··· READING PASSAGE

Plea Deals on the Table for Guantánamo 9/11 Detainees

Court dysfunction at Guantánamo led to two decades of gridlock and plea deals increasingly appear to be an inevitable and sensible resolution.

Plea Deals on the Table for Guantánamo 9/11 Detainees

The U.S. government is considering plea deals for the five men charged with the 9/11 terrorist attack, arguing that they may never face a jury and engaging in settlement talks at the U.S. military court in Guantánamo Bay, Cuba, that would allow alleged 9/11 architect Khalid Shaikh Mohammed and his four co-defendants to plead guilty, avoid the death penalty, and serve life in prison, reports NPR.

······
··· DATA UNDER STUDY

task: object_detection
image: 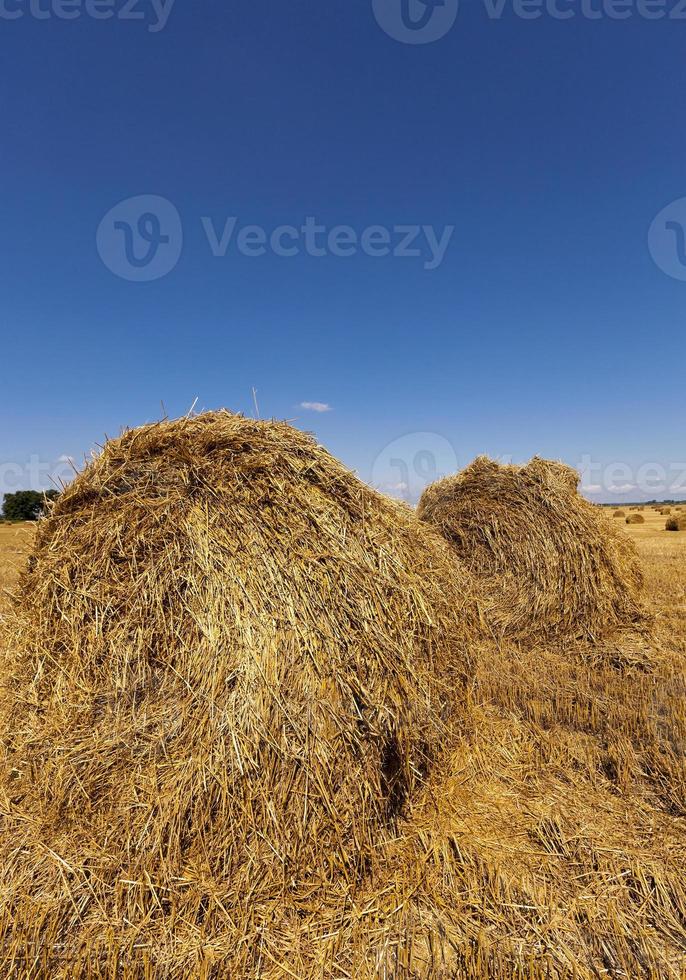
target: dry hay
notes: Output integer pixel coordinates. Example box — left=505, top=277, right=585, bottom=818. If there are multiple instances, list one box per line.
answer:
left=0, top=424, right=686, bottom=980
left=0, top=413, right=472, bottom=977
left=418, top=457, right=642, bottom=639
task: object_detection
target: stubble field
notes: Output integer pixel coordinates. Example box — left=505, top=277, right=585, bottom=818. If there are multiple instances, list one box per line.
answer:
left=0, top=505, right=686, bottom=978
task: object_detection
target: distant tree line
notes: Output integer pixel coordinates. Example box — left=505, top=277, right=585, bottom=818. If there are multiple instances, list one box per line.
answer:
left=2, top=490, right=59, bottom=521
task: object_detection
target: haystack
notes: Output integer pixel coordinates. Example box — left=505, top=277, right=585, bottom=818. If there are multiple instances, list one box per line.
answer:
left=418, top=457, right=642, bottom=639
left=0, top=413, right=478, bottom=977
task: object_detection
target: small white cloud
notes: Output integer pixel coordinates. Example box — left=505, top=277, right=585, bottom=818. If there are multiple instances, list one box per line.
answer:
left=298, top=402, right=333, bottom=412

······

Can you write the next part of the article on plea deals for the Guantánamo 9/11 detainees, picking up after its last sentence?

▸ **EXERCISE OUTPUT**:
They are charged with helping arrange or finance the hijacking of the four airplanes that crashed into the World Trade Center, the Pentagon, and a field in Pennsylvania, and many victims’ family members — including people whose relatives were sickened and later died from the toxic fallout of the World Trade Center collapse — want the five men executed. However, court dysfunction led to two decades of gridlock and plea deals increasingly appear to be an inevitable and sensible resolution when faced with the realities of trial hearings that, even if they yield convictions, could result in years of appeals. The settlement talks underway would require numerous details to be worked out; including whether all the men would receive life sentences and arguments from defendants who say they should receive lesser sentences because they played much lesser roles in the attacks, spent about 20 years in prison, and were tortured in custody.